Work to do: According to the piece about Eleanor Zelliot below, what is she credited as being?

Encountering Eleanor Zelliot in the Field by Mallory Hennigar

In memory of Eleanor Zelliot

In memory of Eleanor Zelliot

November 15, 2017

Fieldwork is rollercoaster of emotion. I go from one high of discovery, to the next low of feeling like I have absolutely no idea what I’m doing. In these low times, I have a source of inspiration that helps me remember the bigger picture: the memory of Dr. Eleanor Zelliot. Eleanor Zelliot is credited as being among the first American scholars to study Ambedkar and Ambedkarites, but aside from that she is remembered as an ally, activist, and simply as an incredibly special person by Ambedkarites. A few times during my fieldwork so far, people have asked me if I knew Dr. Zelliot, and have shared stories of her with me. I am told fondly that she would take any opportunity to get to know people and share something with them – going into the kitchen to help prepare food or trekking out with the other women in the morning to relieve herself without the aid of indoor plumbing. India was different back then when she first came, they always tell me, but she endured all of the difficulties and inconveniences to connect with people and learn about their lives.

Material provided:
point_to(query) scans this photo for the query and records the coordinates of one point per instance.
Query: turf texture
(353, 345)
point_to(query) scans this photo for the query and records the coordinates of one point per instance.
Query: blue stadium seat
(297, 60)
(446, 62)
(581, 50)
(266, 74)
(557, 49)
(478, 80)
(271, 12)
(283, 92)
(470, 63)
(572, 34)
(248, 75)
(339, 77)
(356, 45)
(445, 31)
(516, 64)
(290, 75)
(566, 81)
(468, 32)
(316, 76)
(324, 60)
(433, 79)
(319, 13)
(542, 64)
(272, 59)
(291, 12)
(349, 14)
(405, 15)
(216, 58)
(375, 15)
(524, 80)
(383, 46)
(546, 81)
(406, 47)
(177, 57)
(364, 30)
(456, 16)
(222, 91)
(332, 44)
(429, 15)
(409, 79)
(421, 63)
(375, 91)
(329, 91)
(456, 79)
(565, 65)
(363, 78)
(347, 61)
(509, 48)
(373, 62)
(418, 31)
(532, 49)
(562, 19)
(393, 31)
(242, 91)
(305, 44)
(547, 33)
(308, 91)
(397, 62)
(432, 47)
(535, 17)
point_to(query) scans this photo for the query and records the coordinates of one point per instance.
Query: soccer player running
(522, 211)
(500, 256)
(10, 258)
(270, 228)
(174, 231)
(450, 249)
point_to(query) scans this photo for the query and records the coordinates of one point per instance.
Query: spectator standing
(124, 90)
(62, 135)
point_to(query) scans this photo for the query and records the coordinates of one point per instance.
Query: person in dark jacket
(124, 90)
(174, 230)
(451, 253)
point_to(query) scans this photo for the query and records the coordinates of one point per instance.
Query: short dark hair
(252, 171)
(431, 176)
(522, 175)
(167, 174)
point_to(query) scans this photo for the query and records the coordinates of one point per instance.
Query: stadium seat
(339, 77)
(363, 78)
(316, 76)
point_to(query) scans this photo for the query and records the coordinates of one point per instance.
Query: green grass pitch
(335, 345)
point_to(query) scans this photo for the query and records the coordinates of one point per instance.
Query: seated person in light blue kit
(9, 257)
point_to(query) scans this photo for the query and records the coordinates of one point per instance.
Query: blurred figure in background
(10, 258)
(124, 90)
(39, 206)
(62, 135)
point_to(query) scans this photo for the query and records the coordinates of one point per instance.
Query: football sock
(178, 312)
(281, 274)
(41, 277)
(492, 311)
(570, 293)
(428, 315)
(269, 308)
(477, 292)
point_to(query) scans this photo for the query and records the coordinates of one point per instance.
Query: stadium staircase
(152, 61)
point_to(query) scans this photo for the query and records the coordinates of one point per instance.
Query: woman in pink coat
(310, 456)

* * *

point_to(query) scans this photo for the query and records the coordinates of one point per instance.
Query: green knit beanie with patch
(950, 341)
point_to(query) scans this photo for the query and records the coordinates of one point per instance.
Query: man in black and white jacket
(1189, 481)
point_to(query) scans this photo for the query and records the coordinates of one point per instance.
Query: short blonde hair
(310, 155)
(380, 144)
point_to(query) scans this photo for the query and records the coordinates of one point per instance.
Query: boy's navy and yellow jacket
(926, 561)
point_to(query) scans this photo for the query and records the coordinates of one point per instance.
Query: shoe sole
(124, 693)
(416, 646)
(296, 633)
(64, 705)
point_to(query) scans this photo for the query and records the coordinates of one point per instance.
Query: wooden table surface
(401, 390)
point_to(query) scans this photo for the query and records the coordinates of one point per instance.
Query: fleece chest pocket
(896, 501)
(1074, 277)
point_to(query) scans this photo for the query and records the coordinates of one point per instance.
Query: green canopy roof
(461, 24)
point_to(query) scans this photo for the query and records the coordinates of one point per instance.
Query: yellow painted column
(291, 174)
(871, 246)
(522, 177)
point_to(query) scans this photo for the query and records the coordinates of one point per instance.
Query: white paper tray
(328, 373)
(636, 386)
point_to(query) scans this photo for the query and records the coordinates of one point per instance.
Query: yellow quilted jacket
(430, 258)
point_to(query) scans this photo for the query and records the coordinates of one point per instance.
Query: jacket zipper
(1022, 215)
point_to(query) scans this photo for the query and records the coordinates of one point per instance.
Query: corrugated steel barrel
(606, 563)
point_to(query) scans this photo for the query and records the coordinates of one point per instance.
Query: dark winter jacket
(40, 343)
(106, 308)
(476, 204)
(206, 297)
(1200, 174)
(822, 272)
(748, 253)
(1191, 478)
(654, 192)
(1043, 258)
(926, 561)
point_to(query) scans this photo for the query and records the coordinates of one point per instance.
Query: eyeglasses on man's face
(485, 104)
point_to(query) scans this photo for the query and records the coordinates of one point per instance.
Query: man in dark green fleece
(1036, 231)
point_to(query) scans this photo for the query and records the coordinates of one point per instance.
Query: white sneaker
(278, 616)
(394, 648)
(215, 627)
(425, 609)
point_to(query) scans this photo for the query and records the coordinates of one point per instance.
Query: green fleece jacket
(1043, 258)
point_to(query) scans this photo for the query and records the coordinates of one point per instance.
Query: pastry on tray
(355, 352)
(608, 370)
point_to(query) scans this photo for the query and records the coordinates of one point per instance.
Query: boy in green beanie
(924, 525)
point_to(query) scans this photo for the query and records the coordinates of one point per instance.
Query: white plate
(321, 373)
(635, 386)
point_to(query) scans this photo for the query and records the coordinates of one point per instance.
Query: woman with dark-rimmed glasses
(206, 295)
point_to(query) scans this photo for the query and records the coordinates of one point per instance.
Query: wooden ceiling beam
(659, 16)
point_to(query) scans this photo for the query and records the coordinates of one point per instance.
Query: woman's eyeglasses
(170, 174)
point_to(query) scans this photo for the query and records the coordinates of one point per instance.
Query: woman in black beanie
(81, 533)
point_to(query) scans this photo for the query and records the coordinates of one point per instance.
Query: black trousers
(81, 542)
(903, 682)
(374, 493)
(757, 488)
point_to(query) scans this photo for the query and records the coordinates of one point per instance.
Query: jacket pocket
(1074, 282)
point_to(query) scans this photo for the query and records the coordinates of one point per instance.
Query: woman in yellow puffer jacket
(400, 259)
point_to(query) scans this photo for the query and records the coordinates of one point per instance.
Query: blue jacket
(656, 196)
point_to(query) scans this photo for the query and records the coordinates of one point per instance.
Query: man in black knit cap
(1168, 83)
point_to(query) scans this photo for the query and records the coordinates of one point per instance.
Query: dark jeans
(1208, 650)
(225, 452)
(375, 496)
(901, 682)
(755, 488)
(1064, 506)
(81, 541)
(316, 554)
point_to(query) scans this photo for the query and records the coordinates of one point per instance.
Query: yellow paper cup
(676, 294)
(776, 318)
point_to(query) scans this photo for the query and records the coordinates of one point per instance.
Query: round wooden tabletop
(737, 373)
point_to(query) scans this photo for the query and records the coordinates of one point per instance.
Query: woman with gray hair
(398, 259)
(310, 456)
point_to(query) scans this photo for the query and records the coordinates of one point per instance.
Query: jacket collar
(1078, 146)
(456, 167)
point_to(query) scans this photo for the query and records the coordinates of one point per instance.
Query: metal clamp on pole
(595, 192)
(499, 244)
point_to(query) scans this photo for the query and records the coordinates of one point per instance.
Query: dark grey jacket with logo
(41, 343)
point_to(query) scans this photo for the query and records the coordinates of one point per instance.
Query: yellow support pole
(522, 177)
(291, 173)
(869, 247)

Solution for this task: She is credited as being among the first American scholars to study Ambedkar and Ambedkarites.